-- EXERCISE BRIEF --
Extend the text on nonlinear imaging with spatial light modulators, picking up right after its final sentence.

-- TEXT SECTION --
+--
Nonlinear imaging systems can surpass the limits of linear optics, but nearly all rely on physical media and atomic/molecular response to work. These materials are constrained by their physical properties, such as frequency selectivity, environmental sensitivity, time behavior, and fixed nonlinear response. Here, we show that electro-optic spatial light modulators (SLMs) can take the place of traditional nonlinear media, provided that there is a feedback between the shape of the object and the pattern on the modulator. This feedback creates a designer illumination that generalizes the field of adaptive optics to include object-dependent patterns. Unlike physical media, the SLM response can provide a wide range of mathematical functions, operate over broad bandwidths at high speeds, and work equally well at high power and single-photon levels. We demonstrate the method experimentally for both coherent and incoherent light.

Introduction

Feedback is a natural way to engineer nonlinearity, as it creates a functional relationship between input and output. Commonly used in control systems, feedback can act to amplify1, filter2, and process signals3. Historically, there have been two main applications, with two distinct approaches and methodologies: logical operations, with a focus on small degrees of freedom and stable processing, e.g.4 and dynamical systems, with an emphasis on large degrees of freedom and instability, e.g. pattern formation5. Here, we combine and extend these approaches to improve information transfer in nonlinear imaging systems.

The experimental design is shown in Fig. 1a. The method consists of two basic steps. First, a standard image is obtained using uniform illumination. Second, the measured pattern is fed into a spatial light modulator (SLM) and used to re-illuminate the object. The resulting feedback loop between the (digital) image of the object and the (digital) pattern of illumination effectively creates a nonlinearity that can be controlled electro-optically. Unlike nonlinearities that are determined – and limited – by physical media, such as crystals and polymers, SLMs are robust to the environment, respond well to wide ranges of intensity, bandwidth, and coherence, and can generate nearly any mathematical form. This nonlinear tunability (on a pixel-by-pixel basis), both by itself and for optimization on different figures of merit (such as contrast, resolution, edge detection, etc.), distinguishes our approach from earlier attempts at feedback6.

Figure 1
figure1

Principle of nonlinear digital imaging. (a) Experimental setup. A collimated laser beam is first sent onto a reflective SLM. The surface of the SLM is imaged onto the object via a 4-f lens relay. A CCD camera collects the light transmitted through the sample at a defocused distance ∆z = 4.5 cm. (b) Pseudo-code for the image retrieval algorithm (see Methods for details). (ce) Experimental intensity measured at (c) the focal plane, (d) the defocused plane with uniform illumination, and (e) the defocused plane with nonlinear (designer) illumination.

Our feedback generalizes two well-known pathways in computational imaging: adaptive optics and structured illumination. In the former, aberrations along an optical path are “pre-compensated” by first measuring and then correcting for the distortions, e.g. using deformable mirror arrays. This has enabled a revolution in remote sensing and ground-based astronomy, e.g. for imaging through a varying atmosphere, and is used routinely in ophthalmology for optical examination of the retina. It is also experiencing resurgence in imaging through turbid media, such as paint and fog7,8, in which scatterers randomize the information from object to image. However, the adaptation is independent of the object, used instead for correcting the path along the rest of the optical system.
+--
-- STORED DATA --

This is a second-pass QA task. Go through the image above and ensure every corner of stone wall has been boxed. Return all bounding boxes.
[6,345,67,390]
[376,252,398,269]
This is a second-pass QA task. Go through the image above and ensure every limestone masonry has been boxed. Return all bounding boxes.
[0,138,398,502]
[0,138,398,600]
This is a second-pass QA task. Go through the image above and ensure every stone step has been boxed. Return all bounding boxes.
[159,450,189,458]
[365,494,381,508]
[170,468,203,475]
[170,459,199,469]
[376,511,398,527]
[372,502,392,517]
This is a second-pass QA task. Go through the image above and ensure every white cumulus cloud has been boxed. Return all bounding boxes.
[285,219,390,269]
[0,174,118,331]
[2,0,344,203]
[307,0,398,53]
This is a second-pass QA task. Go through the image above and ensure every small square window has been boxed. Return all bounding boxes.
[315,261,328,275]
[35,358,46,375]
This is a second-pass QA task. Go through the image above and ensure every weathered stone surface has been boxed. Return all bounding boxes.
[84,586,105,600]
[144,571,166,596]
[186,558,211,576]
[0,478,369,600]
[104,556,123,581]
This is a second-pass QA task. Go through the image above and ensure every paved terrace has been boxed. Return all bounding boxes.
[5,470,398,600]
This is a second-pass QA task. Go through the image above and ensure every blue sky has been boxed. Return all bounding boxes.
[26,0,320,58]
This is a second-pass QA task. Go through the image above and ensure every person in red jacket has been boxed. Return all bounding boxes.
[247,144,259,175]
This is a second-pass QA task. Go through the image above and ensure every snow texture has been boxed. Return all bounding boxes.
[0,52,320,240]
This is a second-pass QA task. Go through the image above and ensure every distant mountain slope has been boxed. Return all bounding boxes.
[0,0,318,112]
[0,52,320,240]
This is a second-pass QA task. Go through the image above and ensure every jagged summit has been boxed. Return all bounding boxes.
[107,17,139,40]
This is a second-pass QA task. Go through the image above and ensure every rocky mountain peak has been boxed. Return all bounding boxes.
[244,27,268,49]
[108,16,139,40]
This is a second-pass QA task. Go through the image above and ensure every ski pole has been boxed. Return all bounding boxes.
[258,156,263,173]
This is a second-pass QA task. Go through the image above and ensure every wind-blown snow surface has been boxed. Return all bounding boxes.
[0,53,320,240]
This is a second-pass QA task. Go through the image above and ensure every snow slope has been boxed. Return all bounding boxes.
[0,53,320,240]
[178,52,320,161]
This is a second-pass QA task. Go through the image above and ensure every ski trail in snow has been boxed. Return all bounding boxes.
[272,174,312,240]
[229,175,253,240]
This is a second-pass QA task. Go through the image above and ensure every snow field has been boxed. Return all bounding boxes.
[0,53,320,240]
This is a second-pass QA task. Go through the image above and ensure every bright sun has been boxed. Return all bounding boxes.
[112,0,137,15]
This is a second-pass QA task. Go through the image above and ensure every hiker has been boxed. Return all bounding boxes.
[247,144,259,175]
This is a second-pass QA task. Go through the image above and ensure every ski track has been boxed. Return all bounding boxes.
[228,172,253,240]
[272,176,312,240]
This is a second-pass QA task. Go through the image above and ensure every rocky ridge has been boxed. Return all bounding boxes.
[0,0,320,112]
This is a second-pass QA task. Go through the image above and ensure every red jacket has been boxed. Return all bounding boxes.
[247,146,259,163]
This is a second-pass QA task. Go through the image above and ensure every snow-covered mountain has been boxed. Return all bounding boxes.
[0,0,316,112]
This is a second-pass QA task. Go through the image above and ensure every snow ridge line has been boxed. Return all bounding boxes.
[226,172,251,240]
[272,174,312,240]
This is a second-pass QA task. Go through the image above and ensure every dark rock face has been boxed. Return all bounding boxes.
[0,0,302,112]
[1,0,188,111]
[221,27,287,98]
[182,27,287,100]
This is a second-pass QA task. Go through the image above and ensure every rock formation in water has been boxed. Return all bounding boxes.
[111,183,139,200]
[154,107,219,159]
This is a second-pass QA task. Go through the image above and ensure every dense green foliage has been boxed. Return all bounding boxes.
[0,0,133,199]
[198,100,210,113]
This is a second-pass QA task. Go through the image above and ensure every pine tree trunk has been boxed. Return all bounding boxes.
+--
-- RESULT OF THIS EXERCISE --
In structured illumination, a patterned light source adds information at the input of the system, allowing more information about the object to be extracted (deconvolved) at the output. Examples include Zernike masks for phase observation9, periodic masks for improved resolution10,11 and depth sectioning12, Bessel13 and Airy14 beams for extended depth of focus, and random masks, which enable single-pixel cameras15 and coherence engineering16,17. As in adaptive optics, though, all these techniques use illumination patterns that are independent of the sample.

The primary reason for sample independence is that the object is typically unknown and a universal form of illumination is desired. This results in a general, shift-invariant transfer function that is suitable for arbitrary objects but is optimized for none of them. The introduction of feature-based illumination, through feedback, will improve information transfer and all metrics of image quality.

Results

In our geometry, the feedback between source and detector closes the loop in computational imaging. While the functional relationship between the SLM and the object is essentially arbitrary, we consider here the simplest case of an intensity-dependent phase modulation: ϕSLM = γIα, where γ is the strength of the modulation and α is its order. This makes the system a physical implementation of the conventional split-step method in beam propagation codes, with one step for diffraction and one step for nonlinear effect, and allows a straightforward comparison with more conventional nonlinearities, e.g. the Kerr response for which α = 1. We emphasize, though, that much more complex responses are possible, including the ability to impose separate amplitude and phase modulations using a second SLM. More details about the digital nonlinear response are given in the Supplementary Information.

Nonlinear phase reconstruction

While the method can be applied to any type of image (provided there is a signal to bootstrap), phase reconstruction is particularly important. Phase contains most of the information in the signal, is crucial for a variety of important applications, and responds particularly well to nonlinearity18. Consequently, we experimentally demonstrate the method by nonlinearly improving the imaging of a phase object (Fig. 1c).

We use a modified version of the Gerchberg-Saxton (GS) method19 to retrieve the phase, taking advantage of the fact that phase matching from the nonlinear illumination-object feedback provides a strict constraint on the behavior of the algorithm20. As the shape of the object is not known a priori, we first record a defocused intensity (IU = |AU|2) that is obtained using uniform illumination (Fig. 1d). The amplitude distribution, |AU|, is then fed into a SLM as a phase modulation ϕSLM|AU|, enabling a second intensity measurement (ID = |AD|2) with designer illumination (Fig. 1e). As in previous examples of nonlinear imaging18,21, we use a self-defocusing nonlinearity; this enables sufficient wave mixing to enhance imaging while suppressing the fast instabilities common to self-focusing systems.

From the two images IU and ID, the nonlinear phase retrieval algorithm proceeds in a manner similar to GS reconstruction. First, a field with amplitude AU and initial uniform phase ϕ = 0 is numerically back-propagated from the (out-of-focus) camera plane to the sample plane (in focus). The phase modulation ϕSLM is then added to the phase of the field in order to simulate the action of the SLM, and the new field is forward-propagated to the camera plane. This simulated amplitude is then replaced by the amplitude of the actual measurement (AD), and the field is backward-propagated to the sample plane again. After subtraction of the phase modulation ϕSLM from the phase of the field at the sample plane, the new field is once again forward-propagated to the camera plane, followed by replacement of the numerical amplitude by the measured amplitude AU. The process is repeated until convergence. A pseudocode for this algorithm is shown in Fig. 1b.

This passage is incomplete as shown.